— START OF Material for this task —

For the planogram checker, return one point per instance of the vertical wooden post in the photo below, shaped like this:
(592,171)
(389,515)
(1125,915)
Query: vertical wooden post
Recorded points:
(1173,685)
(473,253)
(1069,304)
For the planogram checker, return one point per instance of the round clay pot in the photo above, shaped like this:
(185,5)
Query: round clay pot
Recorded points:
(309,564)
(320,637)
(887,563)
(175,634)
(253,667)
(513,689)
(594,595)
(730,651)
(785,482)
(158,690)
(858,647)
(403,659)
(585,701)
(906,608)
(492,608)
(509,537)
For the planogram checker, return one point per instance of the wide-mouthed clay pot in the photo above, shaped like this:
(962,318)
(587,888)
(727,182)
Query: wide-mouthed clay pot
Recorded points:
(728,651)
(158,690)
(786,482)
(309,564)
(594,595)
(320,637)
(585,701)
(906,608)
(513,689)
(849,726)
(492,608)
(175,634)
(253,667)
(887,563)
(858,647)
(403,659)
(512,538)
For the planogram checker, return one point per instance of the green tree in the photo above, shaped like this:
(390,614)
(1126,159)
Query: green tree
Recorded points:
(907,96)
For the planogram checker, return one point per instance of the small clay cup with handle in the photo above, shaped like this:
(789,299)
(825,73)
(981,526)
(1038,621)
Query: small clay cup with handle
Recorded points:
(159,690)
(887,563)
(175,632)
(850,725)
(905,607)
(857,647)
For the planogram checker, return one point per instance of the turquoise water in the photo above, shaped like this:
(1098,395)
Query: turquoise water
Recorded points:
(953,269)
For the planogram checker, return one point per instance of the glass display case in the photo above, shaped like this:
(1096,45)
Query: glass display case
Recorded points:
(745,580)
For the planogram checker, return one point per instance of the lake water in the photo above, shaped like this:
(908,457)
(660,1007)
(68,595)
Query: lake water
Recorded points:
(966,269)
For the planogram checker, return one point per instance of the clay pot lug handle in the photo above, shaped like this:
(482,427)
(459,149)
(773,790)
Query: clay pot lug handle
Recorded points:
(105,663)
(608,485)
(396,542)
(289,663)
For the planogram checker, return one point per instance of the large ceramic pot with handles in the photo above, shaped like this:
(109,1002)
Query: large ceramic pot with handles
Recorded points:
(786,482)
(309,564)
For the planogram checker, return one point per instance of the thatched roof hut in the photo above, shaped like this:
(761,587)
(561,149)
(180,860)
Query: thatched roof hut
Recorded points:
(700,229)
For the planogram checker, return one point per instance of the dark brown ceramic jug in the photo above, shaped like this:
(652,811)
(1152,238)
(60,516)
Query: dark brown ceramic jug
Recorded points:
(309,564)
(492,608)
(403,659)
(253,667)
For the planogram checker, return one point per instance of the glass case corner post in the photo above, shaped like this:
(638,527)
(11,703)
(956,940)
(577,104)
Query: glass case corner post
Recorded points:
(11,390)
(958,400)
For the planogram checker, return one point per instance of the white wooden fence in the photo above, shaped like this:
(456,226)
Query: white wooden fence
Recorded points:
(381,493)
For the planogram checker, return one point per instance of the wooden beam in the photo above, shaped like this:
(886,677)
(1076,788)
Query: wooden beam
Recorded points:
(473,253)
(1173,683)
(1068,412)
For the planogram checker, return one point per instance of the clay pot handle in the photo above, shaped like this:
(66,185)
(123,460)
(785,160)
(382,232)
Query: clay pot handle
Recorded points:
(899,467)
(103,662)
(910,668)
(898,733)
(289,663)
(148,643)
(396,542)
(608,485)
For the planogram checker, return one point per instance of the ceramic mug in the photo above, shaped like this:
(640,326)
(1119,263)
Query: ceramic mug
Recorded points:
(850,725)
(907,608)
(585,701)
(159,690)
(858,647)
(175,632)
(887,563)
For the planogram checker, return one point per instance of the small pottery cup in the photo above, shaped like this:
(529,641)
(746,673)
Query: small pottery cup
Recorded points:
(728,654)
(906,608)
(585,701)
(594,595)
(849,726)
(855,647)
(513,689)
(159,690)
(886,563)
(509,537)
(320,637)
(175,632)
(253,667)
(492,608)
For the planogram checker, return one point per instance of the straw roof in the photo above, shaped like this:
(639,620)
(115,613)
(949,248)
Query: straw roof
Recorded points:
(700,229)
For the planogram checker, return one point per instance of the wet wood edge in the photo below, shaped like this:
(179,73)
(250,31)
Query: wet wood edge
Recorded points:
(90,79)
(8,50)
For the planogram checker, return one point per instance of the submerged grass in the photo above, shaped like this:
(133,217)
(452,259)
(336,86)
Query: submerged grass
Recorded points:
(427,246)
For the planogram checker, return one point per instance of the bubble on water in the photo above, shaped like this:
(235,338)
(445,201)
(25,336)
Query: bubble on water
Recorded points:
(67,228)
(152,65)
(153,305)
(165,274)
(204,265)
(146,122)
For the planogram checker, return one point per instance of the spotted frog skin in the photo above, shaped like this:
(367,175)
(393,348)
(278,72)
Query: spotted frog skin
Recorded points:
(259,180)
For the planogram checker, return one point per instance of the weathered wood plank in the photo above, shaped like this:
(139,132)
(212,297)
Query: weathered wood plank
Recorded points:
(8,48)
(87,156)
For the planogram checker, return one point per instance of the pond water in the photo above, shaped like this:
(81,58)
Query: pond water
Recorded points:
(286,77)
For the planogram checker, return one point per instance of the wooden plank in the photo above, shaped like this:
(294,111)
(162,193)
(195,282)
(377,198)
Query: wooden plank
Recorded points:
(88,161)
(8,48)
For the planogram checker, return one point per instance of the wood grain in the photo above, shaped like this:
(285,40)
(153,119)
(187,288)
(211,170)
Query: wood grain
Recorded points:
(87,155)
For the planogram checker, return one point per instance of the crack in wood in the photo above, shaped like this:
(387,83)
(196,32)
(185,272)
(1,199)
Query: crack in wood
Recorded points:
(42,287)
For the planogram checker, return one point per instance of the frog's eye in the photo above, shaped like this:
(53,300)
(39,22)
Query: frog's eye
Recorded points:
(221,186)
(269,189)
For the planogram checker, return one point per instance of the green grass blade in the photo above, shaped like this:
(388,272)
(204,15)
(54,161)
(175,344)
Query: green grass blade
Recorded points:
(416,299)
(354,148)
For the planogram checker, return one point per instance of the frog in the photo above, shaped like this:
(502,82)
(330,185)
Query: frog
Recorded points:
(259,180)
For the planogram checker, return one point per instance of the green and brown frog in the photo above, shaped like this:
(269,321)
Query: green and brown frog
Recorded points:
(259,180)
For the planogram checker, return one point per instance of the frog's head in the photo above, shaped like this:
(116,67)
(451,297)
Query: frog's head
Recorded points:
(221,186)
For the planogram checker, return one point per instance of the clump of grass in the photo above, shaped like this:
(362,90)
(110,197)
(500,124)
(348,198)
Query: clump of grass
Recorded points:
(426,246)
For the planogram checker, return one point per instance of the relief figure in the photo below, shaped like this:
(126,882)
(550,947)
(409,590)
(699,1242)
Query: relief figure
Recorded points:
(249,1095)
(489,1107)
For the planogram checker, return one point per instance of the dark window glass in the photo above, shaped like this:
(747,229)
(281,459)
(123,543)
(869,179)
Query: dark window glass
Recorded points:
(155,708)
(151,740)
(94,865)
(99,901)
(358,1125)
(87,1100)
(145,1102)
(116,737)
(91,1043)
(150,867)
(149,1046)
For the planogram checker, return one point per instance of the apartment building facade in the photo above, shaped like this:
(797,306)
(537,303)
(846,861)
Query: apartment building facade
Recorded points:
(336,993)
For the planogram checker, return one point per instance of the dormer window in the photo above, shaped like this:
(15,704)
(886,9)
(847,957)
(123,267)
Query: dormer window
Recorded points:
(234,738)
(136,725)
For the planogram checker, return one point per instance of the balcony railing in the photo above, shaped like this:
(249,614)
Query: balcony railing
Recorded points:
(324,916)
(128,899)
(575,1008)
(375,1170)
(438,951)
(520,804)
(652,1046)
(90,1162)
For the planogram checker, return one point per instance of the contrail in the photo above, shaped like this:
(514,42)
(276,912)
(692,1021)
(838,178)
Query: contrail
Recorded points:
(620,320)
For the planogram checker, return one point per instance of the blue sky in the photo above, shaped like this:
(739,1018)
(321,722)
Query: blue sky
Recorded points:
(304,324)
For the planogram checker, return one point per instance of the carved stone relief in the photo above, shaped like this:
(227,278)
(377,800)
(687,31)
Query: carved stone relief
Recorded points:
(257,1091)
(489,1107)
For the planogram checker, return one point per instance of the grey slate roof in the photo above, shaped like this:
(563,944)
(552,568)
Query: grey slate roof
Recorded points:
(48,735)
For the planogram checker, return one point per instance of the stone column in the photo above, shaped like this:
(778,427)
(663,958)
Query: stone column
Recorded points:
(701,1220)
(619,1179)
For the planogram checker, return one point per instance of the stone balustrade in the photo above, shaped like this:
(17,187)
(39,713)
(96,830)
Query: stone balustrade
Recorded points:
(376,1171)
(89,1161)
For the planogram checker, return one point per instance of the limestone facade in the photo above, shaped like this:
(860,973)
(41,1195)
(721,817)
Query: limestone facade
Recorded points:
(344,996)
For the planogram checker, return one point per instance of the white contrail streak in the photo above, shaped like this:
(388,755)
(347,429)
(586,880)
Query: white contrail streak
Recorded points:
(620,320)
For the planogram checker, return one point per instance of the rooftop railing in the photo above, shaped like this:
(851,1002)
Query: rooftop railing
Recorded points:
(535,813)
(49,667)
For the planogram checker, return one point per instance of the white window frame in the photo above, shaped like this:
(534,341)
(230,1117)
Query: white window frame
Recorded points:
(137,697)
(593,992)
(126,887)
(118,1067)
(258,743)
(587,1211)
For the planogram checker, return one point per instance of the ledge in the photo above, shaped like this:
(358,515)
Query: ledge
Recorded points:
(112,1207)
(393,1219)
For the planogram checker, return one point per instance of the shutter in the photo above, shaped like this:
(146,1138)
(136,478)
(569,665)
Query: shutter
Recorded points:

— END OF Material for this task —

* Instructions for the task
Everything from the line with "of the rooftop" to the end of the listing above needs to be duplicated exactly, both end lines included, with nothing more.

* Right answer
For the planogram checker, return one point per instance of the rooftop railing in the photo above, shaped like this:
(851,1002)
Query: rooftop railing
Recorded points:
(535,813)
(49,667)
For the planogram checker, return one point per instance of the white window frame in the photo above, shaped like this:
(534,341)
(230,1117)
Query: white window frame
Recorded points:
(137,697)
(593,992)
(126,887)
(118,1067)
(258,743)
(587,1211)
For the planogram checker, return one point per instance of the ledge in the photo above, shaped like this:
(358,515)
Query: ledge
Recorded points:
(112,1207)
(393,1219)
For the planogram checker, return one point per instance of the shutter in the photo above, shaped like this:
(146,1138)
(136,478)
(569,665)
Query: shutter
Recorded points:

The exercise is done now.